▸ Exercise description: Write out the passage of the article about the cyclist's death in London word for word, starting with "Shatha Ali died" and going on through "good, close friends.".

▸ Page extract:
Lawyer is eighth cyclist to die at notorious London junction

Shatha Ali.
Shatha Ali. Photograph: Latham & Watkins

A lawyer described by her family as a “truly kind soul” has become the eighth cyclist to be killed on or near a notoriously dangerous gyratory in central London since 2008.

Shatha Ali died after a collision involving a lorry near Holborn station on Tuesday morning as she battled her way through commuter traffic at the height of the tube strike.

The death of Ali, 39, has put the London mayor, Sadiq Khan, under intense pressure to do more to protect cyclists on the multilane road, one of the capital’s busiest cycling commuting corridors. Plans by Transport for London (TfL) to introduce safety improvements at the gyratory were postponed after the transport body ran out of funds.

Ali’s father, Hasan Ali, said: “She was extremely generous and contributed to many, many charities. She had very good, close friends.

“She was everybody’s ‘go to’ person. We always depended on her. She travelled to so many places. Last weekend she was hiking with her sister.”

▸ Given entries:
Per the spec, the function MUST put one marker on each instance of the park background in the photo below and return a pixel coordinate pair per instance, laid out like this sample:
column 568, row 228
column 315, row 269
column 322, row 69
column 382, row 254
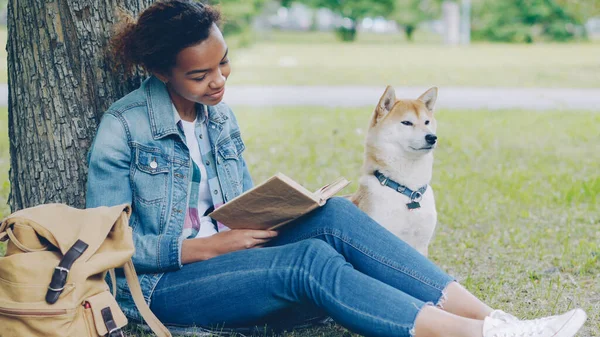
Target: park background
column 517, row 169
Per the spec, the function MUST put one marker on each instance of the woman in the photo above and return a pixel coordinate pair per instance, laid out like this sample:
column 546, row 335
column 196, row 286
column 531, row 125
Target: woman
column 174, row 151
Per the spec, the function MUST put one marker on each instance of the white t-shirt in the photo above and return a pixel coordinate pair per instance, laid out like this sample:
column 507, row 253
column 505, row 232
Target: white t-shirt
column 204, row 198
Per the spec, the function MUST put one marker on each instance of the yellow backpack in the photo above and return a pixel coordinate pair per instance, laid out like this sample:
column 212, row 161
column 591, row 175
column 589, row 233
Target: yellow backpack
column 52, row 277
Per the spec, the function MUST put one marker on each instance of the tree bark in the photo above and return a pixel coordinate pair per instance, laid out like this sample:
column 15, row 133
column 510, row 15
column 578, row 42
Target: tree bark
column 61, row 80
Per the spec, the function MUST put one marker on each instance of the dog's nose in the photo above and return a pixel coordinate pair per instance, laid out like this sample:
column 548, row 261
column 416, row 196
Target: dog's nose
column 431, row 138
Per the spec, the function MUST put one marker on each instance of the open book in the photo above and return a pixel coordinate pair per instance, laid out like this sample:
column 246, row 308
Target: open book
column 274, row 203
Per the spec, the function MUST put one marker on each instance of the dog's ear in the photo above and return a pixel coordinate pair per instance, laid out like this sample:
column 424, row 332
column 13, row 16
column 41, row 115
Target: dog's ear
column 386, row 102
column 429, row 98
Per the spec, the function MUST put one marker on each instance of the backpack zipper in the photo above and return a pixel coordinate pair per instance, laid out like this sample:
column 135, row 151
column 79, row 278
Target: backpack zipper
column 33, row 312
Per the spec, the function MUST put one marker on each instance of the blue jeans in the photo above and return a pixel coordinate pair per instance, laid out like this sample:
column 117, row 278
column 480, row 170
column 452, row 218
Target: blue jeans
column 335, row 261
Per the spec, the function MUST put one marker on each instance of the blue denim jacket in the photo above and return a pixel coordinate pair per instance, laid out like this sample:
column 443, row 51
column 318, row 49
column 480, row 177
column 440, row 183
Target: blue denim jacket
column 139, row 156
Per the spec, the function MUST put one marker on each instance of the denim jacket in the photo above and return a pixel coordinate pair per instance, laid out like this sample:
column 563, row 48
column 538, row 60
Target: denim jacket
column 139, row 156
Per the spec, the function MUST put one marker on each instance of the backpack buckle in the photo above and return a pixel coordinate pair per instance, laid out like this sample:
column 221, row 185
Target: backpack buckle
column 61, row 272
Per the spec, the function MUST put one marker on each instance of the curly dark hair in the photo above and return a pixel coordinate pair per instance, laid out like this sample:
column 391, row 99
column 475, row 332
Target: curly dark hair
column 161, row 32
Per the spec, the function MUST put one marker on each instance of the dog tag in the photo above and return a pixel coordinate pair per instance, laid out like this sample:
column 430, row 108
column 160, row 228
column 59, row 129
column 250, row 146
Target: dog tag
column 413, row 205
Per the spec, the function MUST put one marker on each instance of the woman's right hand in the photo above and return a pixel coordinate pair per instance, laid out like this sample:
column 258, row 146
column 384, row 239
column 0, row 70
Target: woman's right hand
column 193, row 250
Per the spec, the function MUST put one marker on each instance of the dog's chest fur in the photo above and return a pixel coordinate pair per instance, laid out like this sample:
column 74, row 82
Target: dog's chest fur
column 388, row 208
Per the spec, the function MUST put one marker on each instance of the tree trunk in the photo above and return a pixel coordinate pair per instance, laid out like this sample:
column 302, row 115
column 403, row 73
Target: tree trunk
column 61, row 80
column 410, row 30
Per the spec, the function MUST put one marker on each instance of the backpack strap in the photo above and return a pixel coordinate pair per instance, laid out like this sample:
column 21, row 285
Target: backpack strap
column 136, row 292
column 113, row 280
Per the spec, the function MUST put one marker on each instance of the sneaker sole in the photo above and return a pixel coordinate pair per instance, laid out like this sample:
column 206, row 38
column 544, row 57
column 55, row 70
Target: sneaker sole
column 572, row 325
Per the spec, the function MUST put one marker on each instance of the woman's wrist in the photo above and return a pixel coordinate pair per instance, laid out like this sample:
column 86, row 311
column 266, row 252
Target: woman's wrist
column 194, row 250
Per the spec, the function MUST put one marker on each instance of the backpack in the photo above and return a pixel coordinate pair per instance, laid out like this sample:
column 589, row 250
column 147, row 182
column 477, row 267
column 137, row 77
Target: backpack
column 52, row 277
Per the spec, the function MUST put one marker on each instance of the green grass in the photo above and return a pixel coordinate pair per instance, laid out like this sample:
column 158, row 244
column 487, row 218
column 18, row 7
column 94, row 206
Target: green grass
column 517, row 196
column 4, row 162
column 318, row 59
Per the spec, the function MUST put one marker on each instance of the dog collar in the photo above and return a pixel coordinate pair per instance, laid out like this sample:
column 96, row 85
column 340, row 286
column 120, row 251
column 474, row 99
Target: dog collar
column 415, row 196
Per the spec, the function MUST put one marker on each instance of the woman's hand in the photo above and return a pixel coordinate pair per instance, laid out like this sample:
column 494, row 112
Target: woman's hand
column 193, row 250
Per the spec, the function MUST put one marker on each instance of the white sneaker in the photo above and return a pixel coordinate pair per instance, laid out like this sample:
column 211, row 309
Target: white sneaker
column 503, row 316
column 565, row 325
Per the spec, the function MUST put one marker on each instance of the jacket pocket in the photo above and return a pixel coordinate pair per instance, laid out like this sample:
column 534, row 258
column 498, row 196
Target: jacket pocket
column 232, row 147
column 150, row 174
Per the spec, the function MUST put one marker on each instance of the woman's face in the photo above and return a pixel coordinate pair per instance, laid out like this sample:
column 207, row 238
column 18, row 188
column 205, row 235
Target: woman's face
column 201, row 70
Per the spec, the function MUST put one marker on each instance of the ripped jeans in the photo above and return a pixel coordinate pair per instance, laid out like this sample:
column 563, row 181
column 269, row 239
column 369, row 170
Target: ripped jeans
column 334, row 261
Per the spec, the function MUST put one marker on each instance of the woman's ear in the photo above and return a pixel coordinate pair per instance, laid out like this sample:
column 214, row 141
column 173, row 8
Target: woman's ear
column 161, row 77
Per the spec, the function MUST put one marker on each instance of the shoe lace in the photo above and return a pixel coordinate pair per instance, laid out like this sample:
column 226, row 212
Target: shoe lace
column 525, row 328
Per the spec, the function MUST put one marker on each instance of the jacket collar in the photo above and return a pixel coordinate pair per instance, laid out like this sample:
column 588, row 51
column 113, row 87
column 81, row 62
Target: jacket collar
column 160, row 109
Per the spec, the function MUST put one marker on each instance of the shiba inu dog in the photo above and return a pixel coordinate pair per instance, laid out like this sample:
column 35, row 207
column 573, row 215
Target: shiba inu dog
column 394, row 183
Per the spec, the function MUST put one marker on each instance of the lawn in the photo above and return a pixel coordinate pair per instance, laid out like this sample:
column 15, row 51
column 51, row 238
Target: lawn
column 318, row 59
column 517, row 195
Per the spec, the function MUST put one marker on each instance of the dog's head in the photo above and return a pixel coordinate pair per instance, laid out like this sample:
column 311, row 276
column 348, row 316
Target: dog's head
column 407, row 125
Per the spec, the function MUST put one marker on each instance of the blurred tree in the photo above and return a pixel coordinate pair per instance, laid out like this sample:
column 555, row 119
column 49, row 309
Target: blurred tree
column 238, row 14
column 525, row 20
column 353, row 10
column 410, row 13
column 582, row 9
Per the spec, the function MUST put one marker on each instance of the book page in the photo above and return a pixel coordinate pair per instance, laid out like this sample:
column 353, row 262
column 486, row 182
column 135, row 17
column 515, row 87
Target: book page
column 331, row 189
column 278, row 200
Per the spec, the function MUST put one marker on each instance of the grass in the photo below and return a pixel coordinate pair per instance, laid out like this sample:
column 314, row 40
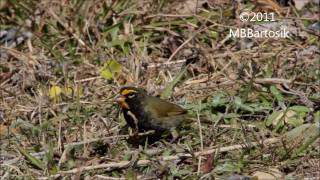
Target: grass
column 58, row 118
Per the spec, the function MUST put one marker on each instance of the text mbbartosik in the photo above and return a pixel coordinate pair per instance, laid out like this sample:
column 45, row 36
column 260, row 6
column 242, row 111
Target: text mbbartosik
column 250, row 33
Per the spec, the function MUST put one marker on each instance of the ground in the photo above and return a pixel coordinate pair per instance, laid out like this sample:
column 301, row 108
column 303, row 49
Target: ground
column 63, row 62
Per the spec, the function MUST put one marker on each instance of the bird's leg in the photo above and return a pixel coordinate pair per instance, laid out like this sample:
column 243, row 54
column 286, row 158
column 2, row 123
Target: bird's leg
column 135, row 129
column 174, row 134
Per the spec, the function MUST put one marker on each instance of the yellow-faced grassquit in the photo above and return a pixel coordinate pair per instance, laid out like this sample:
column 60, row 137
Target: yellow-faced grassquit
column 144, row 112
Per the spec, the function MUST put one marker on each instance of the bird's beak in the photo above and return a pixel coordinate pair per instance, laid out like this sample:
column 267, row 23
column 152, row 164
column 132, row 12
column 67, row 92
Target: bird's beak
column 121, row 100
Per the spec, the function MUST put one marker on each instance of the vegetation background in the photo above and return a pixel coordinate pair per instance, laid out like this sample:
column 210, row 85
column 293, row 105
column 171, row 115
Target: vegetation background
column 63, row 61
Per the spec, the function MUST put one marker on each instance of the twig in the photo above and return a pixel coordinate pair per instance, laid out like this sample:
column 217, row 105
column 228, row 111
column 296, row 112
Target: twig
column 42, row 153
column 122, row 164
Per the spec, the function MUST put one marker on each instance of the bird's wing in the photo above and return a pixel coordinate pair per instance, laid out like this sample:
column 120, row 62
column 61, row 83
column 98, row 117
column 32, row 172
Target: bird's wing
column 161, row 108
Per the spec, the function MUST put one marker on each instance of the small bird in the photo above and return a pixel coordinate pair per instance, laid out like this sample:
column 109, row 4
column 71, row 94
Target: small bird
column 143, row 112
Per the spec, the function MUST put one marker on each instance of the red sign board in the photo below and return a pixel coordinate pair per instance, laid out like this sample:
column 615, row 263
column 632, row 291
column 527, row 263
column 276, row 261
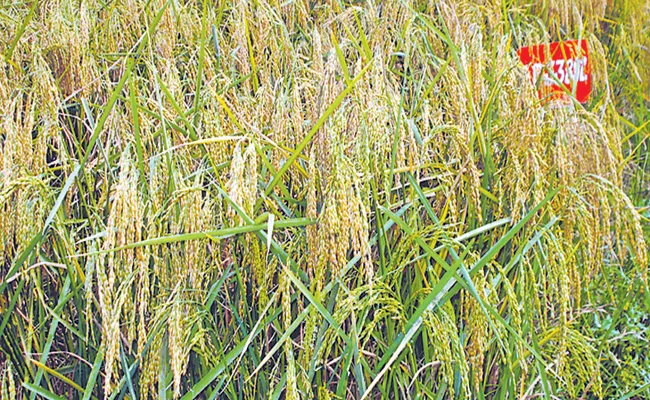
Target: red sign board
column 559, row 65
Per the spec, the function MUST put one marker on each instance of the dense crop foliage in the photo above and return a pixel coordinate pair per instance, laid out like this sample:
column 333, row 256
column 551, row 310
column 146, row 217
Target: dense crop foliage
column 264, row 199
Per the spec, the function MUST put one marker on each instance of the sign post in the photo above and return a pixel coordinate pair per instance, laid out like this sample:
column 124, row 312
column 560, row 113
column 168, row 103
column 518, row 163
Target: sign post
column 558, row 68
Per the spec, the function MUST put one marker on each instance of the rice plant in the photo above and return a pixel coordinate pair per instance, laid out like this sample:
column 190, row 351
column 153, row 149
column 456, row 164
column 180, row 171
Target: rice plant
column 331, row 199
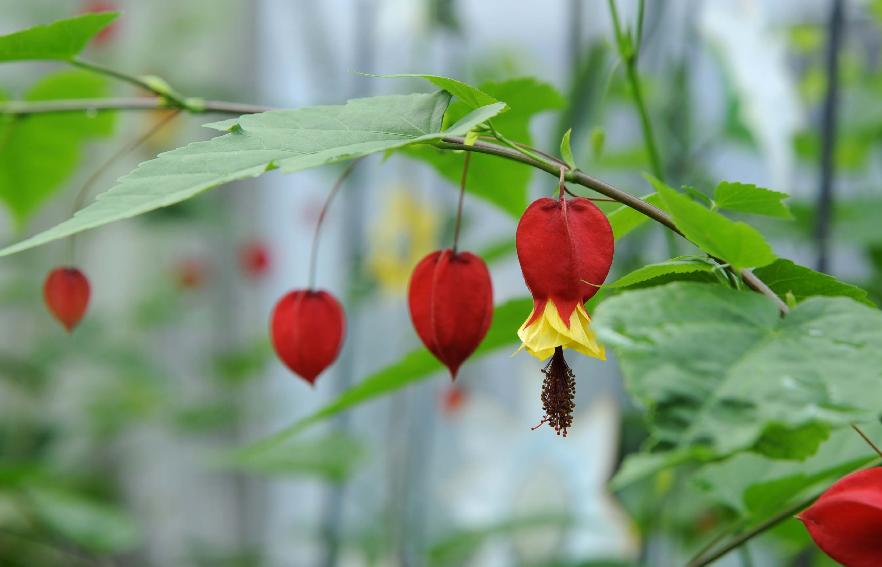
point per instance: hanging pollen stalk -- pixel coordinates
(565, 248)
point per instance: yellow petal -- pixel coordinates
(548, 331)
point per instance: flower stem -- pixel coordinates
(462, 184)
(313, 256)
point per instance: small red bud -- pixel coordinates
(190, 273)
(307, 330)
(846, 521)
(66, 292)
(451, 305)
(452, 400)
(254, 258)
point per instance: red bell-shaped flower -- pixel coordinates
(565, 248)
(66, 292)
(846, 521)
(451, 305)
(307, 330)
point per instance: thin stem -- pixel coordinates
(462, 183)
(629, 54)
(81, 195)
(867, 439)
(590, 182)
(313, 257)
(167, 93)
(517, 153)
(22, 108)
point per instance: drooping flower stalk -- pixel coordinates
(565, 248)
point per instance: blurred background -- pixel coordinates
(111, 438)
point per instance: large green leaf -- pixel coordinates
(719, 371)
(498, 181)
(290, 140)
(747, 198)
(413, 367)
(38, 153)
(755, 486)
(737, 243)
(785, 277)
(62, 39)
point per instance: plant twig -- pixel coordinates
(462, 184)
(313, 255)
(581, 178)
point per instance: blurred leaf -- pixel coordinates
(737, 243)
(754, 485)
(678, 265)
(625, 219)
(721, 372)
(747, 198)
(38, 153)
(566, 151)
(62, 39)
(456, 549)
(333, 457)
(289, 140)
(501, 182)
(238, 366)
(783, 276)
(95, 526)
(470, 96)
(412, 367)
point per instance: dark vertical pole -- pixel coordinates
(828, 136)
(352, 252)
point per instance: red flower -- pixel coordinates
(451, 305)
(307, 329)
(66, 292)
(565, 248)
(846, 521)
(254, 258)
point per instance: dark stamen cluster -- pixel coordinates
(558, 393)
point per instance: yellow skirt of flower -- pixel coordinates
(549, 331)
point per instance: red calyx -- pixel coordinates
(846, 521)
(254, 258)
(451, 305)
(307, 328)
(66, 292)
(565, 248)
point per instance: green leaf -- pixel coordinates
(566, 151)
(784, 277)
(332, 457)
(60, 40)
(739, 244)
(92, 525)
(753, 485)
(289, 140)
(679, 265)
(39, 153)
(625, 219)
(413, 367)
(472, 97)
(719, 370)
(501, 182)
(747, 198)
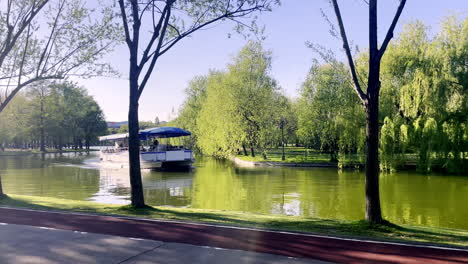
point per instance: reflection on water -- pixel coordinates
(433, 200)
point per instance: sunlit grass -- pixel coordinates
(392, 232)
(16, 152)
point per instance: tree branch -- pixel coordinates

▸ Your solution:
Shatha Ali died after a collision involving a lorry near Holborn station on Tuesday morning as she battled her way through commuter traffic at the height of the tube strike.

The death of Ali, 39, has put the London mayor, Sadiq Khan, under intense pressure to do more to protect cyclists on the multilane road, one of the capital’s busiest cycling commuting corridors. Plans by Transport for London (TfL) to introduce safety improvements at the gyratory were postponed after the transport body ran out of funds.

Ali’s father, Hasan Ali, said: “She was extremely generous and contributed to many, many charities. She had very good, close friends.